**GOAL**
How many lines in the entries below contain the word "structure"? Give only the number.

─── MATERIAL TO PROCESS

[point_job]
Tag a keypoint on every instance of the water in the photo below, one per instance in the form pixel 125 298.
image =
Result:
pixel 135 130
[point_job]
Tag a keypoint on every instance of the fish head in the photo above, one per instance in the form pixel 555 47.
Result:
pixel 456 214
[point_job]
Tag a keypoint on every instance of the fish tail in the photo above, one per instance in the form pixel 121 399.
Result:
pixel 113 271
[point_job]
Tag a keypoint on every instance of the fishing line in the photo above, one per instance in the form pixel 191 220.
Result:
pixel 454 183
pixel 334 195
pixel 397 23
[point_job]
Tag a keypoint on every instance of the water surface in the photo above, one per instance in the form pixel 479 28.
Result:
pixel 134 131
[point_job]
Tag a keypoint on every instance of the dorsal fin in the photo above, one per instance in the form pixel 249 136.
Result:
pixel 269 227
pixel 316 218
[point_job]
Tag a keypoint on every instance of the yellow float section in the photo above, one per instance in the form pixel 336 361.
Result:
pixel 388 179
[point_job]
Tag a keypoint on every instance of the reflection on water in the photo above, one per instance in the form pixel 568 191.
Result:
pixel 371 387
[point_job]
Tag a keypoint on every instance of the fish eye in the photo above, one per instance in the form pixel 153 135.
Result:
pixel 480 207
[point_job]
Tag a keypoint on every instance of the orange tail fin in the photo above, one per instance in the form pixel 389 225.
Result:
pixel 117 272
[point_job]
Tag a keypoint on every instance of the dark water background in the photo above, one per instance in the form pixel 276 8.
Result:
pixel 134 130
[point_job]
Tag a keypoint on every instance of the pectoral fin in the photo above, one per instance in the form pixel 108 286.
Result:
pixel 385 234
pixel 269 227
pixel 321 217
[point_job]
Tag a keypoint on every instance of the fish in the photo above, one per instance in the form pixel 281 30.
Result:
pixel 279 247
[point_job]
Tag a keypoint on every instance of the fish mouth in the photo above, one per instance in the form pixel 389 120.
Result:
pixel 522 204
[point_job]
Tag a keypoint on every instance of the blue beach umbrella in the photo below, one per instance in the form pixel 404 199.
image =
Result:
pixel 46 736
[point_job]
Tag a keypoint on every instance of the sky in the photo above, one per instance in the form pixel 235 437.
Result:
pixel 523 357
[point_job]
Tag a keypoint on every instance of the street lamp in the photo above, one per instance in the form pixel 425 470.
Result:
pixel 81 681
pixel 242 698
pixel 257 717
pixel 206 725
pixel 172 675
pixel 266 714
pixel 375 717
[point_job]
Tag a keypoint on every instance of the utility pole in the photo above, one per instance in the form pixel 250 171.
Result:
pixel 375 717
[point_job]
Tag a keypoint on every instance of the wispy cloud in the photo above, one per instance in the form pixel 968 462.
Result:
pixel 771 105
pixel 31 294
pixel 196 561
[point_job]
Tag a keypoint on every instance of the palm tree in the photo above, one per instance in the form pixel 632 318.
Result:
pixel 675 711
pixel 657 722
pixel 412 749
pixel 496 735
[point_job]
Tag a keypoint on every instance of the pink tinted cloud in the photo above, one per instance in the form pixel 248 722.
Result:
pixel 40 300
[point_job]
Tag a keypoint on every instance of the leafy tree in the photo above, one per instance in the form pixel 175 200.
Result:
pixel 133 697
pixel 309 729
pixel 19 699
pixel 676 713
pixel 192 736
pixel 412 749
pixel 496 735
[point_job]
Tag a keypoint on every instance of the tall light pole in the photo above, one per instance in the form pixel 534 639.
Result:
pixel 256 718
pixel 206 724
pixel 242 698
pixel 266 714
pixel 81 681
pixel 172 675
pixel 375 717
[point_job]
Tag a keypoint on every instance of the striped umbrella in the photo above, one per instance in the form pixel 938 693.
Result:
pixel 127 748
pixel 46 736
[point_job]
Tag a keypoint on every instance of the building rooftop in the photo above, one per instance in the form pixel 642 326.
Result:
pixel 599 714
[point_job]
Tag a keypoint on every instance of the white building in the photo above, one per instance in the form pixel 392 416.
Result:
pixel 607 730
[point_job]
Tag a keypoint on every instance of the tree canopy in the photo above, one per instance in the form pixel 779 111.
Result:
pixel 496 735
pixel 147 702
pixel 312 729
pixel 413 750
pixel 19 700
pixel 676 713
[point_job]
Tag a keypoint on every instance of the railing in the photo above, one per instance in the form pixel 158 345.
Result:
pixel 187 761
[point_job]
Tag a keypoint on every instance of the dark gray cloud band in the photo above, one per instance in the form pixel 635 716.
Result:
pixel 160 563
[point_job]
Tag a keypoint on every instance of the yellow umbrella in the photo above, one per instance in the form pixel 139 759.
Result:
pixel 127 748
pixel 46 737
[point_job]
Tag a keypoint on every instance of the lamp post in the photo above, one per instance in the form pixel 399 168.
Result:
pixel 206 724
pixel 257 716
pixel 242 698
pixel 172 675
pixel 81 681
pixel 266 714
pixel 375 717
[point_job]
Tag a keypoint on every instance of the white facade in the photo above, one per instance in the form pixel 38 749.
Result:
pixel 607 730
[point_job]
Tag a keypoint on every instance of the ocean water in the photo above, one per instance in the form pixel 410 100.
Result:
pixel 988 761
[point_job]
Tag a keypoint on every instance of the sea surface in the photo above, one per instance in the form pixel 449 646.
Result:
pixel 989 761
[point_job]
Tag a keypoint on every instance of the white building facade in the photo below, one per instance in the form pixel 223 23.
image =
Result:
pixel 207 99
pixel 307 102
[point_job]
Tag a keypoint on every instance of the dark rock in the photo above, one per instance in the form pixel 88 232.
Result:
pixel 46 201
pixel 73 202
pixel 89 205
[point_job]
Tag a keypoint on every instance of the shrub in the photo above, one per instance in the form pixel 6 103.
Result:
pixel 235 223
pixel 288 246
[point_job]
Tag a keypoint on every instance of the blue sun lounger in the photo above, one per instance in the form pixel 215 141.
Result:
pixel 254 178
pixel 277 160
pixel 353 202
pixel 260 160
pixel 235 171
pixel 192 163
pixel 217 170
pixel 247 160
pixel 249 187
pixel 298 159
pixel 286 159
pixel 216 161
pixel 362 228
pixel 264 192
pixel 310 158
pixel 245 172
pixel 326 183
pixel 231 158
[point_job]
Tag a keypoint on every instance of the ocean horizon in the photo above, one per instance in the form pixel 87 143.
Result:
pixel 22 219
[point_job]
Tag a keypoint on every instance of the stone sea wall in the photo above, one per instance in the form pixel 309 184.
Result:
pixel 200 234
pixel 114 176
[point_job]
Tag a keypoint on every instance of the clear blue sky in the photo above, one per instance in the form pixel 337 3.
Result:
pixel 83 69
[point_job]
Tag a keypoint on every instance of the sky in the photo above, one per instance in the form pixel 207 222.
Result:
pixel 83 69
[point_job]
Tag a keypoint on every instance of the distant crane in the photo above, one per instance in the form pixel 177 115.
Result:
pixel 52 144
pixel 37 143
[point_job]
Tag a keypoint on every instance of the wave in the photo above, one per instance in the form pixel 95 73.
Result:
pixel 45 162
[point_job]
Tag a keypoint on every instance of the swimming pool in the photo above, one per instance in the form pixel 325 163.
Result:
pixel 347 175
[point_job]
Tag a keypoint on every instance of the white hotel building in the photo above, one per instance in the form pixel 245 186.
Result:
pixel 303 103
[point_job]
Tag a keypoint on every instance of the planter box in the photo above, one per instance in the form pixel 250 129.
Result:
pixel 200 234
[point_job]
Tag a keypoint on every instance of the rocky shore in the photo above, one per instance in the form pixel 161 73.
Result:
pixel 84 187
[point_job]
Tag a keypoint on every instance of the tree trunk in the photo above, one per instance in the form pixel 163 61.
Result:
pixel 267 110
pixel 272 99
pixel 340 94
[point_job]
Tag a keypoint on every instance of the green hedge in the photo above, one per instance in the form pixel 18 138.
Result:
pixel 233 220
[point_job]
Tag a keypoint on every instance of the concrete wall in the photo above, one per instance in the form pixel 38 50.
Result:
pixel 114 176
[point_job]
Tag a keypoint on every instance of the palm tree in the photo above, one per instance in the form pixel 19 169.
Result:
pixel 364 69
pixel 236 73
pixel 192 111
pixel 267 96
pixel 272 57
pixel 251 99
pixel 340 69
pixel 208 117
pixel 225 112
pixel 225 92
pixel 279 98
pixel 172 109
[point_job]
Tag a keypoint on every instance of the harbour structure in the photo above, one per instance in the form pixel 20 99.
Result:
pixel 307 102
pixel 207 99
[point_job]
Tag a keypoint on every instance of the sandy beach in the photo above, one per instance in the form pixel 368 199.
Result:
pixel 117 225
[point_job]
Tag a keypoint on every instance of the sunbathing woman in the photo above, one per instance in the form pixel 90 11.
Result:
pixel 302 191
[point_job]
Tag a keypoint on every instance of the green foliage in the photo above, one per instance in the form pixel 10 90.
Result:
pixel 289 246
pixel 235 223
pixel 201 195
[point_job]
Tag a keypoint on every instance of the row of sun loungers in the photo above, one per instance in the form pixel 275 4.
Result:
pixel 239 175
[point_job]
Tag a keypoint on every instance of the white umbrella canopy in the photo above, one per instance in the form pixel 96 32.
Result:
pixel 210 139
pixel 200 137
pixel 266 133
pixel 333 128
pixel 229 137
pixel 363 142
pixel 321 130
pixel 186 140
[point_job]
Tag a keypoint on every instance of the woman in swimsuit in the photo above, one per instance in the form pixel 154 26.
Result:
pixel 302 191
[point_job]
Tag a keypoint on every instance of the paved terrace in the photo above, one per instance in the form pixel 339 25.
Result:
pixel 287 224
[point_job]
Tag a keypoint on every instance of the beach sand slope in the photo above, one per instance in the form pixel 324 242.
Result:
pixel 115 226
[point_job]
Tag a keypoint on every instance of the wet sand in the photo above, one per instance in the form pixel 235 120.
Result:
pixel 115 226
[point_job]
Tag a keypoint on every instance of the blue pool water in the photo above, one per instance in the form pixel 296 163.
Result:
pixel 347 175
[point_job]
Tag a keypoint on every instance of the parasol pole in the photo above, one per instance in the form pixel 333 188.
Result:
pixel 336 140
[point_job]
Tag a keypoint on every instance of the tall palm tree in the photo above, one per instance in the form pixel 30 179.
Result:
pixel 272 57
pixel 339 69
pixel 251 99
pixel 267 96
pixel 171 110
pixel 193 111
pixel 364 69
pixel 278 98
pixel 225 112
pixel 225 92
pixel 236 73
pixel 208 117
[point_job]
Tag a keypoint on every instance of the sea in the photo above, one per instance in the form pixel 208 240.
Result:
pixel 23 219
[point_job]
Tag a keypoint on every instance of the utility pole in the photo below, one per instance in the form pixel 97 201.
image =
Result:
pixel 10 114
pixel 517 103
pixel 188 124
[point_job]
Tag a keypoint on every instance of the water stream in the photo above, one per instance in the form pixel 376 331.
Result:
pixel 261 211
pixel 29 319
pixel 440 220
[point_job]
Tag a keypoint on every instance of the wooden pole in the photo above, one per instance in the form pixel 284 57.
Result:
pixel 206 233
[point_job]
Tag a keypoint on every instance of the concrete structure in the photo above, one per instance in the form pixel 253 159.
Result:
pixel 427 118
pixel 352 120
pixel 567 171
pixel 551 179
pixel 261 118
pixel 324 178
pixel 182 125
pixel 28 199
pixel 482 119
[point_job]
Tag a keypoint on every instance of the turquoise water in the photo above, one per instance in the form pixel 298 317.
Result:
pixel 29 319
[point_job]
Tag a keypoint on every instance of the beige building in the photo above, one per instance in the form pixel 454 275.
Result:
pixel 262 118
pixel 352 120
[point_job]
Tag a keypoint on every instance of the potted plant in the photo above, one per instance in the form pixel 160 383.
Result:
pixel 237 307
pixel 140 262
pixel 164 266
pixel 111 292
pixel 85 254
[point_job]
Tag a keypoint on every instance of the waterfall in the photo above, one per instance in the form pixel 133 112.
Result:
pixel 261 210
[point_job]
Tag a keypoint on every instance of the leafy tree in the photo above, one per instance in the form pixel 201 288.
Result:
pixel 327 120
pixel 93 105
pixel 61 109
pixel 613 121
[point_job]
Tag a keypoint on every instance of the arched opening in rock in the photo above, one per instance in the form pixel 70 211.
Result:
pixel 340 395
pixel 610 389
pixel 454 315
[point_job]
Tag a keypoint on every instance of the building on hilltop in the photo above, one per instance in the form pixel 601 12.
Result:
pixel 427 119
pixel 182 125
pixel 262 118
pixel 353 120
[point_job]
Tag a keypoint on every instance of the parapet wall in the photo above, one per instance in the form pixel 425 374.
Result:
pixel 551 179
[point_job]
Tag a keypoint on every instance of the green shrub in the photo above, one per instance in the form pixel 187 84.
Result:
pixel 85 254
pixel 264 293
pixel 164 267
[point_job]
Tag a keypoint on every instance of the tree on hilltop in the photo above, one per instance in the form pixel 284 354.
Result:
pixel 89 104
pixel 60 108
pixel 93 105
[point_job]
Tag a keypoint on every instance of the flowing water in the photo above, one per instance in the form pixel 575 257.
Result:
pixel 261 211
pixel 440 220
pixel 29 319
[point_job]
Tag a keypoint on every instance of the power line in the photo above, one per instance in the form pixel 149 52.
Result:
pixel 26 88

──────

**FULL ANSWER**
2